## start Records for the exercise

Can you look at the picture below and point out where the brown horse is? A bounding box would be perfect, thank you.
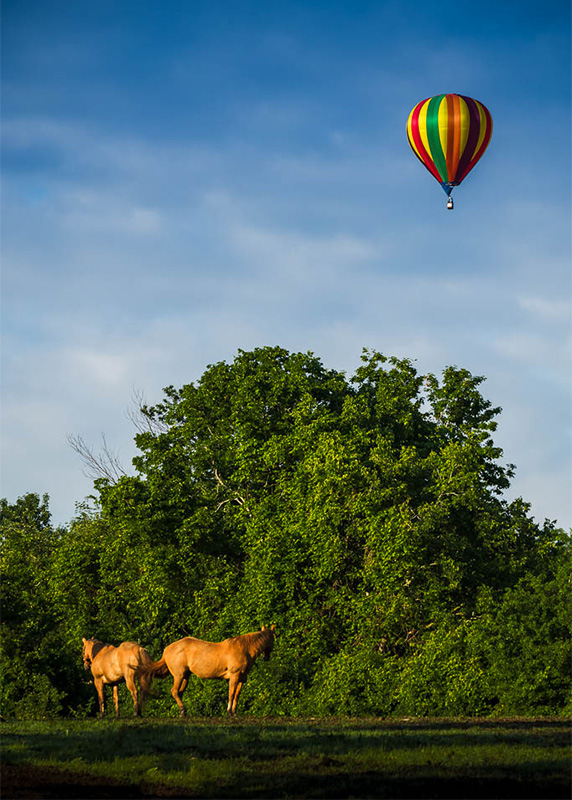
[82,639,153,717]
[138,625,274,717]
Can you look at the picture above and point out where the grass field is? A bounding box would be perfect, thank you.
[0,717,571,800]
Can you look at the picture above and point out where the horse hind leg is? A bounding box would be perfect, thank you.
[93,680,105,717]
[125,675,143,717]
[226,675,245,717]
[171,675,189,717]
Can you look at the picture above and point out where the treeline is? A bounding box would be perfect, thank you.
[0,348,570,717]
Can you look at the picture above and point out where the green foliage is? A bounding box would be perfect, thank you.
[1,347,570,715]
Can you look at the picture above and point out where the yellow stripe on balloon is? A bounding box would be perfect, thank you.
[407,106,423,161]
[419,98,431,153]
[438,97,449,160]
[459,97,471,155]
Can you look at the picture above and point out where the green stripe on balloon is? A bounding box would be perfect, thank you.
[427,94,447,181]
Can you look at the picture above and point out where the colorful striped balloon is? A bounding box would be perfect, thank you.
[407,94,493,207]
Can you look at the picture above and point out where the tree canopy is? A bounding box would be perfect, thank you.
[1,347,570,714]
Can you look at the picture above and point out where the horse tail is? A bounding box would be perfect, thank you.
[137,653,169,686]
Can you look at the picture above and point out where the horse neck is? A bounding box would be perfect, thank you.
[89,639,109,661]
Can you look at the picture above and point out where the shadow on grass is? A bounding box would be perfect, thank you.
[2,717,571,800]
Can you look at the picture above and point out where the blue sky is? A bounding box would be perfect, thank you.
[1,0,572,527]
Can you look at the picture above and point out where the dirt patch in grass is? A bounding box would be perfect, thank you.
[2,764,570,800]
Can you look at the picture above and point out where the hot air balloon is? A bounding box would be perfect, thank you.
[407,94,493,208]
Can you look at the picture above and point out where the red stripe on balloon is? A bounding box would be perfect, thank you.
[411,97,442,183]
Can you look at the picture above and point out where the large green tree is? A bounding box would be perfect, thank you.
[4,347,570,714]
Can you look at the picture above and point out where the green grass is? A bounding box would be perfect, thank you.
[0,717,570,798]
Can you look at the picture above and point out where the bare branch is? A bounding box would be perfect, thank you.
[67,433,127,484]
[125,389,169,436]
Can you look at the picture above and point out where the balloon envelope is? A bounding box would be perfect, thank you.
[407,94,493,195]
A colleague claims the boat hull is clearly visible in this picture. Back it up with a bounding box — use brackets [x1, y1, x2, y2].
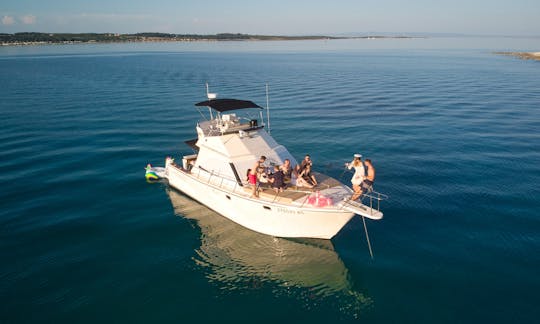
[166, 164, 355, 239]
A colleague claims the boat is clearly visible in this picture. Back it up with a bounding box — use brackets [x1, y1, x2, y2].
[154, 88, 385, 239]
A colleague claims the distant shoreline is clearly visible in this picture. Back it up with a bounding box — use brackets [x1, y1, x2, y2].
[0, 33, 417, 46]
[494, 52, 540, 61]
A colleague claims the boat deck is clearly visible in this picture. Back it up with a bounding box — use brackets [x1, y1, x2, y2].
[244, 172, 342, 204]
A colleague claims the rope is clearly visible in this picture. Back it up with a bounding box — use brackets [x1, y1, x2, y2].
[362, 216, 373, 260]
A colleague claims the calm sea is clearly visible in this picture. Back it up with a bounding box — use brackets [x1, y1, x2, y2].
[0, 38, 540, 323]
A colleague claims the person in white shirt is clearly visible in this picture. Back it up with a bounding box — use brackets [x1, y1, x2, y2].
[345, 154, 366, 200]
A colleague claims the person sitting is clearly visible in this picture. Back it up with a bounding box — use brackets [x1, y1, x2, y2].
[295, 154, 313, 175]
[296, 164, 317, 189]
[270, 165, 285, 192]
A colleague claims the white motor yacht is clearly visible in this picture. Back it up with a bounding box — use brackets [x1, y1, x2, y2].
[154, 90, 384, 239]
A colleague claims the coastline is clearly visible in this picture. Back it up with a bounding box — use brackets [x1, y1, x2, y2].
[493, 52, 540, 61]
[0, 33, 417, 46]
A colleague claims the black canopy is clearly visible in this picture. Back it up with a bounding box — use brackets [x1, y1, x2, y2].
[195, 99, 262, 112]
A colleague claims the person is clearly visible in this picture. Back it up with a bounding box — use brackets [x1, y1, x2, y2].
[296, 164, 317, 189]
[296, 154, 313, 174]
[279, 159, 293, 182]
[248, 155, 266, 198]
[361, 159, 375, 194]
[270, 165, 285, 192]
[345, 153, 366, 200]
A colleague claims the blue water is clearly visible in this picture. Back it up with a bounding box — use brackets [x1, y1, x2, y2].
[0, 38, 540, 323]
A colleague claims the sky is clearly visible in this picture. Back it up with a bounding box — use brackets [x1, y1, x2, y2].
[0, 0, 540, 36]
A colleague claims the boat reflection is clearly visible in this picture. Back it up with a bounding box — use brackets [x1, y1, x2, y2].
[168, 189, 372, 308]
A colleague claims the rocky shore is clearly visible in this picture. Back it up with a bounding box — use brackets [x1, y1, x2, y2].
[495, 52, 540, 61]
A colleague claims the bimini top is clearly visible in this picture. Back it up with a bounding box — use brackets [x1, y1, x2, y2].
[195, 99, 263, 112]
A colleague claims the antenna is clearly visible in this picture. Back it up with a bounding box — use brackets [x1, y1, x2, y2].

## end Records for the exercise

Exercise requirements:
Copy out the items from the line containing "A colleague claims the distant" through the line containing "[345, 154, 366, 200]", word for word.

Response to the task:
A colleague claims the distant shoreline is clearly visible in this picture. Back it up with a bounding box — use brackets [x1, y1, x2, y2].
[0, 33, 417, 46]
[494, 52, 540, 61]
A colleague claims the boat deck is clearly visible in this picture. Back it up with a bounding box — use brackets [x1, y1, x2, y2].
[244, 172, 342, 204]
A colleague claims the rope is clearly visible in this picture. Back it up with a bounding box — use brackets [x1, y1, x2, y2].
[362, 216, 373, 260]
A colleague claims the calm sea is clearly visible in this picture. Back it up with a bounding box — use brackets [x1, y1, x2, y2].
[0, 38, 540, 323]
A colleague claims the person in white shirt is clearly visible in this picture. Back it up with a bounding box — use brackets [x1, y1, x2, y2].
[345, 154, 366, 200]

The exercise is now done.